SOURCE:
--------------------
My old Sirrus has a tripple and although now relegated to my turbo its got my favourite gear range being a 30/42/52 (12-26). I did most of my riding in the 52 but occasionally I would drop to the 42 and comfortably spin in fast group. The granny was seldom used but it was nice to have there as a psychological back up ;-) The 38 and 39 on my other bikes are just a tad too low for spinning in a fast group and 34 (the more common) would be far too low for me.


----------



## Lien Sdrawde (21 Jun 2011)

Some really useful info here - and i'm in the process of upgrading, so this helped confirm I still need a triple.


----------



## endoman (21 Jun 2011)

As I am getting fitter I am using the granny ring less and less on my hybrid, most of this mornings commute was in the 48 , a little on the 38 and none on the 28. 

I use the 28 for one hill on the return, road bike arrives next week with a compact, will be interesting to see how that goes. Will report back


----------



## Banjo (21 Jun 2011)

A lot depends on where you live / intend to ride as well as your cycling fitness. I have a triple on my roadbike plus a 11 to 28 cassette. The 30 chainring and 28tooth cog gives a very low gear for getting over a big hill on tired legs.

If I only did 25 mile rides or lived in Lincolnshire/ Norfolk a double would be great but doing longer rides in South Wales and not being the strongest cyclist my triple suits me fine.


----------



## MacB (21 Jun 2011)

Banjo said:


> A lot depends on where you live / intend to ride as well as your cycling fitness. I have a triple on my roadbike plus a 11 to 28 cassette. The 30 chainring and 28tooth cog gives a very low gear for getting over a big hill on tired legs.
> 
> If I only did 25 mile rides or lived in Lincolnshire/ Norfolk a double would be great but doing longer rides in South Wales and not being the strongest cyclist my triple suits me fine.




very true and I'd add that I'd want to gear a bike for potential use, if it was a dedicated commuter, on a set route, then I'd go for the fewest/most reliable/cheapest(including longevity related costs) gear setup I could get away with.


----------



## ColinJ (21 Jun 2011)
--------------------
WRITTEN TASK 1:
Collect every line of the records below that contains the string "music".
The gearing thread above has no connection to the records that follow it.
--------------------
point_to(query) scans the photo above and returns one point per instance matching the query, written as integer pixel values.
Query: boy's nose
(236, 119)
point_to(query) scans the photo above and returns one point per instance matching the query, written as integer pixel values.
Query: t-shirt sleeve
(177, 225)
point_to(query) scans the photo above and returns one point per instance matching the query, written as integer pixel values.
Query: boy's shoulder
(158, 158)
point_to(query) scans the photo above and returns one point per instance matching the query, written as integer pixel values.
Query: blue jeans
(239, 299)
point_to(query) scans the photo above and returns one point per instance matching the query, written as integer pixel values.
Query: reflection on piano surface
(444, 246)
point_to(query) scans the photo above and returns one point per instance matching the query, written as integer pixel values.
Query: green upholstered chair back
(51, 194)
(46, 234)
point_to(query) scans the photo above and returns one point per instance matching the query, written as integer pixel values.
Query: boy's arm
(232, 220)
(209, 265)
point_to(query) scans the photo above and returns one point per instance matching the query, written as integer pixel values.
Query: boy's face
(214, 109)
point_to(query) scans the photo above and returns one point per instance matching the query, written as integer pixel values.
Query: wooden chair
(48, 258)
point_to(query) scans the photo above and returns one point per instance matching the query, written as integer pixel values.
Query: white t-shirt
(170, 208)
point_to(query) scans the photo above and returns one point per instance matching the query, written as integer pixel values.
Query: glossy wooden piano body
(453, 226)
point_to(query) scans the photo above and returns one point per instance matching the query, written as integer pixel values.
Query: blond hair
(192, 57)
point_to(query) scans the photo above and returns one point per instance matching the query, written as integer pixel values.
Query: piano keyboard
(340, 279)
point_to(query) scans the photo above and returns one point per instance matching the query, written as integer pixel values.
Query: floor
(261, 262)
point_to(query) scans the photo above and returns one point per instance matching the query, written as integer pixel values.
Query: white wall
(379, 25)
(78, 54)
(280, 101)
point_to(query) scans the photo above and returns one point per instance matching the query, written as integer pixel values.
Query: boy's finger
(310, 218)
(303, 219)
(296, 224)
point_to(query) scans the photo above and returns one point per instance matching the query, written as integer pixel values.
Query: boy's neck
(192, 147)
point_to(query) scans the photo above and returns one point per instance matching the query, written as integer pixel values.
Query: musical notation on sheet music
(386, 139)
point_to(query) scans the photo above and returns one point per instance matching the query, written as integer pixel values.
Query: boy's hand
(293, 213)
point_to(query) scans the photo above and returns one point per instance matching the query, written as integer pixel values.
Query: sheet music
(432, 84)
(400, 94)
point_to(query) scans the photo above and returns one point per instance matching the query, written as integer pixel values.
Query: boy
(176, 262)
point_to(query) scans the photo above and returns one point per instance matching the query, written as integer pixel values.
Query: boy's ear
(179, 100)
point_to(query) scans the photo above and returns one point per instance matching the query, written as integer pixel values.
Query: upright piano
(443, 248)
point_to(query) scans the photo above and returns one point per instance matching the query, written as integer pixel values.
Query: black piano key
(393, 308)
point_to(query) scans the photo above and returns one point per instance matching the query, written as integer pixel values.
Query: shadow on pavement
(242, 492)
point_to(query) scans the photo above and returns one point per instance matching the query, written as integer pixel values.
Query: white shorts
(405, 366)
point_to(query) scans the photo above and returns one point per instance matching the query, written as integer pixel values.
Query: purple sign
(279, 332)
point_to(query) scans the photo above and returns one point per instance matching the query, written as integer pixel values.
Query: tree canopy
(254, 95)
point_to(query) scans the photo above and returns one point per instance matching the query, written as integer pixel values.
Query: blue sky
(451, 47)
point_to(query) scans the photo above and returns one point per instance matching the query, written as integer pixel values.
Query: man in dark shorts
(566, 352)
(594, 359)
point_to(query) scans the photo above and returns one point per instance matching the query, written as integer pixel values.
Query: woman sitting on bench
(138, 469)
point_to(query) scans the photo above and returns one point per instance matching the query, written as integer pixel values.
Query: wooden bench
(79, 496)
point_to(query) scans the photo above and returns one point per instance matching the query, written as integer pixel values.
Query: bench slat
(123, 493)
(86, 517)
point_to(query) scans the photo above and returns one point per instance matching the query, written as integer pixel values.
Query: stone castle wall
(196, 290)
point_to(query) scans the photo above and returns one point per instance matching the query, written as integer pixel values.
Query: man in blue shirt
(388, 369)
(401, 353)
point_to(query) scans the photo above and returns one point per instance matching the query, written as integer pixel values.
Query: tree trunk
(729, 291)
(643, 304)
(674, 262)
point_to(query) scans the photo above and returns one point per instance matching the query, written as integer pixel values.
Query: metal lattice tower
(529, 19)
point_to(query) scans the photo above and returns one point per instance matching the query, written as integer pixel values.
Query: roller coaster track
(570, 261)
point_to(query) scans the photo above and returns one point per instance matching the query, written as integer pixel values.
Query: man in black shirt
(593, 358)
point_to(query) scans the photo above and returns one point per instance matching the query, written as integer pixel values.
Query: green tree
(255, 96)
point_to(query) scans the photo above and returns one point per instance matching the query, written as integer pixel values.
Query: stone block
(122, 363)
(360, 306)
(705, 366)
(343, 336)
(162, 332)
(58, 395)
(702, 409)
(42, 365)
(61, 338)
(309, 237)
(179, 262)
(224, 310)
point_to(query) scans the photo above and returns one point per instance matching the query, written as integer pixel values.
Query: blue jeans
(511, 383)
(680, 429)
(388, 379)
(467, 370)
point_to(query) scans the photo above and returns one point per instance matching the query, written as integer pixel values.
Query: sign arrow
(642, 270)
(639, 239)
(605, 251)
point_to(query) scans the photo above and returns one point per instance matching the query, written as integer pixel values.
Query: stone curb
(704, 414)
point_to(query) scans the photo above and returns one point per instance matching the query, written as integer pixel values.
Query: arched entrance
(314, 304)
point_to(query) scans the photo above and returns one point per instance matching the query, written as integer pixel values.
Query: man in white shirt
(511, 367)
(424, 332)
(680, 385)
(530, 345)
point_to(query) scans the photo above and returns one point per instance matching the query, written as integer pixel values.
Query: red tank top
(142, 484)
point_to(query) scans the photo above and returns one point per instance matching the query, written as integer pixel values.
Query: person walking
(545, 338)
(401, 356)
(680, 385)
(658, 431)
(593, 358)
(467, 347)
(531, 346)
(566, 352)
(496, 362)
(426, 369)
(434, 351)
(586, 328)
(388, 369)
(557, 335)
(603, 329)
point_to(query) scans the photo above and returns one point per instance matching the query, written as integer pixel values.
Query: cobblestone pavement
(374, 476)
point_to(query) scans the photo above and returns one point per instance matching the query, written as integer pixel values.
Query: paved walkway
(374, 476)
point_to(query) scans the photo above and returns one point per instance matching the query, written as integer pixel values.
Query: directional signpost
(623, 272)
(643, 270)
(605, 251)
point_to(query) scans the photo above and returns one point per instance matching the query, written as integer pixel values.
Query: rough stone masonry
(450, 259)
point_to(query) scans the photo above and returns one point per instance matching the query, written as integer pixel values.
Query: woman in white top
--------------------
WRITTEN TASK 2:
According to the gearing thread, what range of cassette does Banjo pair with the triple on the road bike?

WORKED SOLUTION 1:
Query: musical notation on sheet music
Query: sheet music

WORKED SOLUTION 2:
An 11 to 28 cassette.